What the task requires
Below are records; reproduce exactly the lines from the one containing "as in (226,177)" through the end, both included, and only those.

Location identification entries
================

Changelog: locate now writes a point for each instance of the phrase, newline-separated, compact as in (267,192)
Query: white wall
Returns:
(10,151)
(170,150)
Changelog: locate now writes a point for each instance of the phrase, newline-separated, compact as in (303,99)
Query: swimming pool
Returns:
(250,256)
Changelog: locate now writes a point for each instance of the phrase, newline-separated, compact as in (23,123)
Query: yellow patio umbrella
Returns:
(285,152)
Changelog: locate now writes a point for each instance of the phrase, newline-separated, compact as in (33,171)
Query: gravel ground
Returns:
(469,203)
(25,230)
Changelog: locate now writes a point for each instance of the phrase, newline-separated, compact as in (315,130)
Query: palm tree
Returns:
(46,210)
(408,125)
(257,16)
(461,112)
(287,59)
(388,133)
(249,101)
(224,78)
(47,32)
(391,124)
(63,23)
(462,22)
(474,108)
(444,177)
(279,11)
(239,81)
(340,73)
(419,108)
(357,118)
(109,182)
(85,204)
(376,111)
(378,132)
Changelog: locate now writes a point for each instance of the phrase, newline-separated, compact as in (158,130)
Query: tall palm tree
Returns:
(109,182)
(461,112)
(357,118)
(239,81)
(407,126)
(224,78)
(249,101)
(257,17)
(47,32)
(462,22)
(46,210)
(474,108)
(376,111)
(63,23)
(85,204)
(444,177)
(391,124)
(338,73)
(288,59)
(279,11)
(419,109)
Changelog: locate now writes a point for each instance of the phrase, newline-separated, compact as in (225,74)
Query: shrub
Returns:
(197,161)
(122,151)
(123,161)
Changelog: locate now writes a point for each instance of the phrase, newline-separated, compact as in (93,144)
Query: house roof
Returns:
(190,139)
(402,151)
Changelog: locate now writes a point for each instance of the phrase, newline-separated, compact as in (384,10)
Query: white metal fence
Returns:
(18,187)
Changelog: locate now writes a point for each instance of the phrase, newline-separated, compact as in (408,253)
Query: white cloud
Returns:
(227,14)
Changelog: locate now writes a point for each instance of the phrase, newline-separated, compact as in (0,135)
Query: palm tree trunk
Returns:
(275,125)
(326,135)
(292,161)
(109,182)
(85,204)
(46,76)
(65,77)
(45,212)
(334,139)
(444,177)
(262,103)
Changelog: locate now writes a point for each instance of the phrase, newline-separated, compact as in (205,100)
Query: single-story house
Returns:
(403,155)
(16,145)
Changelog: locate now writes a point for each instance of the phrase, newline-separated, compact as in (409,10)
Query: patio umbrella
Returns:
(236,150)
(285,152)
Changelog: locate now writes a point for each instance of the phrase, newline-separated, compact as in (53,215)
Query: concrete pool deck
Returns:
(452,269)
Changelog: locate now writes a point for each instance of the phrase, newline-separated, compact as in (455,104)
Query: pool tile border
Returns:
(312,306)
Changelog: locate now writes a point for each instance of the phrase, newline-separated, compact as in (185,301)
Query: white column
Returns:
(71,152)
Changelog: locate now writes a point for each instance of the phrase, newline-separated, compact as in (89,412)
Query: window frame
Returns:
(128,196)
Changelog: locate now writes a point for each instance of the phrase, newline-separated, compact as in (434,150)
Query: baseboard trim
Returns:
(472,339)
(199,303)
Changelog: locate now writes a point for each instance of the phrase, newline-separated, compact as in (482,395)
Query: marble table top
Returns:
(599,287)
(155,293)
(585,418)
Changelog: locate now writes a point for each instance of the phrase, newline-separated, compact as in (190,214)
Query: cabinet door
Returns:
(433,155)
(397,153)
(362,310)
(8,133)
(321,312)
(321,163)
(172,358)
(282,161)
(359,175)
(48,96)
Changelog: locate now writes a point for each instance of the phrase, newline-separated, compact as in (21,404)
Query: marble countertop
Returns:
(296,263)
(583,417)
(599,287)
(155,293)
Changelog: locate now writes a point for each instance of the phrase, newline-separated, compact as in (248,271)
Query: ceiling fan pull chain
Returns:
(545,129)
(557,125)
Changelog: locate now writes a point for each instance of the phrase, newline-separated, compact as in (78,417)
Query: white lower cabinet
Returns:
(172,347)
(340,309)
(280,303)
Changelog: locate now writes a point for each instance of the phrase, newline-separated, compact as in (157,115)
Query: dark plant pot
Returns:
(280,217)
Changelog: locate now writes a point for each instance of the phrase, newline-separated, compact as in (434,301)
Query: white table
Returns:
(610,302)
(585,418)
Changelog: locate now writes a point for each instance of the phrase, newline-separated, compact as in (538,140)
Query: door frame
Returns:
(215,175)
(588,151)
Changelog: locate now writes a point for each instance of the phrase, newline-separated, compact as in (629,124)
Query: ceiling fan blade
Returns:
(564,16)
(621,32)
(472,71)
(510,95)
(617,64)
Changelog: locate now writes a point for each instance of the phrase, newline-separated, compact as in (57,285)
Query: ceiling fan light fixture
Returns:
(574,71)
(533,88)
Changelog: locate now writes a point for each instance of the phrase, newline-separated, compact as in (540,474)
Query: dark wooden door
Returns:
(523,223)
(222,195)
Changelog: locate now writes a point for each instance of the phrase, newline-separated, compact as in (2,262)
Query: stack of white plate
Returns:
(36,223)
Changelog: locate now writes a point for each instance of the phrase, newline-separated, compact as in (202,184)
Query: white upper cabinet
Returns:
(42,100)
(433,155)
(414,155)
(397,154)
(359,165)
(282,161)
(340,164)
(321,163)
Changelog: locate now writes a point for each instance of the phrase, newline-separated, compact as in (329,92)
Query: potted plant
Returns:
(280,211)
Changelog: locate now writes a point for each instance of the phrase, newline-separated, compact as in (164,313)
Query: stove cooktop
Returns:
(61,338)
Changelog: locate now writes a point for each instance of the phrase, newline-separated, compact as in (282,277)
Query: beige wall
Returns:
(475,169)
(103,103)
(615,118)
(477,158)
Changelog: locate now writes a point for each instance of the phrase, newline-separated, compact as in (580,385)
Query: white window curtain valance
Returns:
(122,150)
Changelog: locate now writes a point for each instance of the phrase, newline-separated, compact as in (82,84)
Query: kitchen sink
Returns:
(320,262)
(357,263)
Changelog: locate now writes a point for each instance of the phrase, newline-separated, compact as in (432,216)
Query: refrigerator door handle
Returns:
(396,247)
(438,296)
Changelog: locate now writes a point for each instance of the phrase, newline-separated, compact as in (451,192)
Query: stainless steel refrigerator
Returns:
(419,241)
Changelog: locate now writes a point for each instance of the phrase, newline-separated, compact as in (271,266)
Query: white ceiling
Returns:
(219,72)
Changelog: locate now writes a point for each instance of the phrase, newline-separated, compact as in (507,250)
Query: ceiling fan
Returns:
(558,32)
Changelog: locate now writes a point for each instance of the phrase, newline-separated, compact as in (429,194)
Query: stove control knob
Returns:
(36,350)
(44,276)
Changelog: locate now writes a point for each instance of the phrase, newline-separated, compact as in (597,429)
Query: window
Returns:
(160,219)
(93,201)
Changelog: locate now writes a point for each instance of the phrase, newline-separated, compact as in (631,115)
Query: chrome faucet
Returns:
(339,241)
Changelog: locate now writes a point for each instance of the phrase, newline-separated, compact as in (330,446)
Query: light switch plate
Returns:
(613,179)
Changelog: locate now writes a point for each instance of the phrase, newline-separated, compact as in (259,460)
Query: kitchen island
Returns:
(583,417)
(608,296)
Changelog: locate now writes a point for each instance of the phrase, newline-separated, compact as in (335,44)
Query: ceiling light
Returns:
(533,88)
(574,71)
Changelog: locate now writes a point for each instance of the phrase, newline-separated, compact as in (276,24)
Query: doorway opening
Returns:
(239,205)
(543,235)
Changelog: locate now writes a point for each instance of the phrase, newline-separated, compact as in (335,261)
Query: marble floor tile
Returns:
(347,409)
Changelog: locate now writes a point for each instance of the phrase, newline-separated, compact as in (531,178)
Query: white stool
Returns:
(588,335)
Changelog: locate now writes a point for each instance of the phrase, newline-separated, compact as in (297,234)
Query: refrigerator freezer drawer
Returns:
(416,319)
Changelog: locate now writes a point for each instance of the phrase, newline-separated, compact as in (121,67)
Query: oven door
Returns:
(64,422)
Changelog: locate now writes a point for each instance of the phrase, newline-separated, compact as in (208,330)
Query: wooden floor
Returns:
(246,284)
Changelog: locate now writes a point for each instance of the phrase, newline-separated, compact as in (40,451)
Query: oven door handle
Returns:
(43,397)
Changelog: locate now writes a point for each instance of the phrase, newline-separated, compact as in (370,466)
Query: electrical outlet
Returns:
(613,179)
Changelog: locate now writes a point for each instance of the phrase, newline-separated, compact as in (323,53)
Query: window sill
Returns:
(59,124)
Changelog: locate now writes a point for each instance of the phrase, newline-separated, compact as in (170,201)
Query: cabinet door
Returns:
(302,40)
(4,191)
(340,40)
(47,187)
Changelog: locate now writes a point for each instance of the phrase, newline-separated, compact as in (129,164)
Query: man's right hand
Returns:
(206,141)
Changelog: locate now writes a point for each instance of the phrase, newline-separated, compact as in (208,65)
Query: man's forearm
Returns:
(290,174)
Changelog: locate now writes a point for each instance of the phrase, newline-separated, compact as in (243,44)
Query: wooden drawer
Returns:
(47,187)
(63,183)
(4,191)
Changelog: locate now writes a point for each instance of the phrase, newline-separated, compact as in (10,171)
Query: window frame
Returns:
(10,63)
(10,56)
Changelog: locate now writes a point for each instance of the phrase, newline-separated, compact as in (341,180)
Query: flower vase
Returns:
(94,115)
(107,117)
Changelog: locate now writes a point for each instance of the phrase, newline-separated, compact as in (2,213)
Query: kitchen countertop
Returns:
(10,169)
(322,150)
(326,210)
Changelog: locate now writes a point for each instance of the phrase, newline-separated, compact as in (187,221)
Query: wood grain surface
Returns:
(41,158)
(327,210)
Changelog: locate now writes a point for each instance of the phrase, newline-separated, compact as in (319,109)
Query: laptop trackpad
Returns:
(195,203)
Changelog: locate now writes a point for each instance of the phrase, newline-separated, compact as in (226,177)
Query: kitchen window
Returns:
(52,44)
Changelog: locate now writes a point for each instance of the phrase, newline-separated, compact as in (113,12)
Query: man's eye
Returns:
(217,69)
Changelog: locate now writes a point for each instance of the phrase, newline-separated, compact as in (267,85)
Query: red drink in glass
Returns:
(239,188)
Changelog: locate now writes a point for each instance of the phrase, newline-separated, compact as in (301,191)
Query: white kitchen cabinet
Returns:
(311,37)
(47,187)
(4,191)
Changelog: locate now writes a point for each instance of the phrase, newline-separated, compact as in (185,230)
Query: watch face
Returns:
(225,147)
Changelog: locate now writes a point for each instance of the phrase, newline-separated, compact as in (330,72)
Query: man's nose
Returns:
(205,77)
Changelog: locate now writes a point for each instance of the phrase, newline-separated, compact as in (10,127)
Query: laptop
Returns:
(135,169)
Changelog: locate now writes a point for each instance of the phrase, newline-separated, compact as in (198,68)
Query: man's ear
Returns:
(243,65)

================

Correct response
Changelog: locate now writes a point for each instance of the phrase, newline-separated, compact as in (226,177)
Query: kitchen window
Returns:
(52,44)
Changelog: locate now writes a point for each instance of the phrase, newline-separated, compact as in (113,12)
Query: man's eye
Returns:
(217,69)
Changelog: locate now writes a point for each instance of the phrase, newline-separated, compact as in (267,85)
Query: red drink in glass
Returns:
(239,188)
Changelog: locate now writes a point for each instance of the phrase, newline-separated, compact as in (301,191)
Query: white kitchen cabinet
Returns:
(311,37)
(47,187)
(4,191)
Changelog: locate now writes a point for each instance of the phrase, newline-separated, compact as in (185,230)
Query: watch face
Returns:
(225,147)
Changelog: locate now writes a point for each instance of the phrase, newline-separated, compact as in (330,72)
Query: man's nose
Returns:
(205,77)
Changelog: locate now writes a point for each instance of the phrase, newline-separated, compact as in (10,127)
Query: laptop
Returns:
(135,169)
Changelog: locate now writes a point for each instance of the phrase, newline-separated, compact as in (198,68)
Query: man's ear
Returns:
(243,65)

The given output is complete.